(Dataset entries)
****************************************

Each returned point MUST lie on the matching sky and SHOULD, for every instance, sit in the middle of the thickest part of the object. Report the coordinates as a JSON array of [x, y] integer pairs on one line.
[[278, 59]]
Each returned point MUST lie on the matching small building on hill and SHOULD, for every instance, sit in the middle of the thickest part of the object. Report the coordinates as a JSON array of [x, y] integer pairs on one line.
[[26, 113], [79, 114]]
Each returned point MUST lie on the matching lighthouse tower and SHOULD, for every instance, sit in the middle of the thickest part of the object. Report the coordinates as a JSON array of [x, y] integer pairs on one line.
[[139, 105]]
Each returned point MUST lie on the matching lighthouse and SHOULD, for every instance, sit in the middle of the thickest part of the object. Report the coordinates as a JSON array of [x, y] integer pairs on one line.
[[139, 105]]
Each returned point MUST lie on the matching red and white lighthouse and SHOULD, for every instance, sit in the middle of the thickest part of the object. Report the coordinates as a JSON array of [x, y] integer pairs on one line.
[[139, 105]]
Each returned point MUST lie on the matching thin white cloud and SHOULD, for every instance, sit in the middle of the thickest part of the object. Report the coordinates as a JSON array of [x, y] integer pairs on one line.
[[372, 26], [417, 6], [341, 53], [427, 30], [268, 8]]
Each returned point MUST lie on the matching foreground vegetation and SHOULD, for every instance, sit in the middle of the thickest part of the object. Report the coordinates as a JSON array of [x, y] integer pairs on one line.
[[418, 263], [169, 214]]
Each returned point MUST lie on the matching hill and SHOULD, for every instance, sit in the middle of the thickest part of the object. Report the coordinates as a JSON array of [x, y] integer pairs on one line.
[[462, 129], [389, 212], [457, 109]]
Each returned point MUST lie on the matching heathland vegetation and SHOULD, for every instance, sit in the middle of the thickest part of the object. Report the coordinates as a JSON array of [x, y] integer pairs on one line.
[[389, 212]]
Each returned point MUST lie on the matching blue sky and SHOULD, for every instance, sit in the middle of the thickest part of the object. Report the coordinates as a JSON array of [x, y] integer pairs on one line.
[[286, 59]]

****************************************

[EXERCISE]: Rewrite the material from its first line through the line containing "[[462, 129], [389, 212], [457, 109]]", inclusive, as a Markdown table with the columns Row and Line, one numbered row per line and blank lines omitted.

[ANSWER TO THIS TASK]:
| Row | Line |
|---|---|
| 1 | Each returned point MUST lie on the matching sky and SHOULD, for every instance, sit in the middle of the thickest part of the object. Report the coordinates as a JSON array of [x, y] integer pairs on one line. |
| 2 | [[278, 59]] |
| 3 | Each returned point MUST lie on the matching small building on hill and SHOULD, for every instance, sit in the middle of the thickest part of the object. Report the coordinates as a JSON array of [x, y] integer pairs on one line. |
| 4 | [[26, 113], [79, 114]] |
| 5 | Each returned point MUST lie on the matching lighthouse tower and SHOULD, for every instance, sit in the middle of the thickest part of the object. Report the coordinates as a JSON array of [x, y] integer pairs on one line. |
| 6 | [[139, 105]] |
| 7 | Each returned point MUST lie on the matching lighthouse and SHOULD, for every instance, sit in the middle of the thickest part of the object. Report the coordinates as a JSON array of [x, y] integer pairs on one line. |
| 8 | [[139, 105]] |
| 9 | Each returned point MUST lie on the matching red and white lighthouse and SHOULD, for every instance, sit in the middle of the thickest part of the object. Report the coordinates as a JSON array of [x, y] integer pairs on one line. |
| 10 | [[139, 105]] |
| 11 | Each returned point MUST lie on the matching thin white cloud and SHOULD, for every instance, sit in the middle of the thickest part of the object. Report the coordinates as a JSON array of [x, y] integer pairs on one line. |
| 12 | [[372, 26], [417, 6], [341, 53], [427, 30], [268, 8]] |
| 13 | Each returned point MUST lie on the matching foreground vegetation and SHOULD, for every instance, sit in the middle of the thickest part of the object. Report the coordinates as a JSON array of [x, y] integer pairs on one line. |
| 14 | [[418, 263], [169, 214]] |
| 15 | Each returned point MUST lie on the matching hill and SHOULD, for every instance, sit in the middle of the thickest part of the object. Report the coordinates as a JSON array of [x, y] integer pairs on one line. |
| 16 | [[462, 129], [389, 212], [457, 109]] |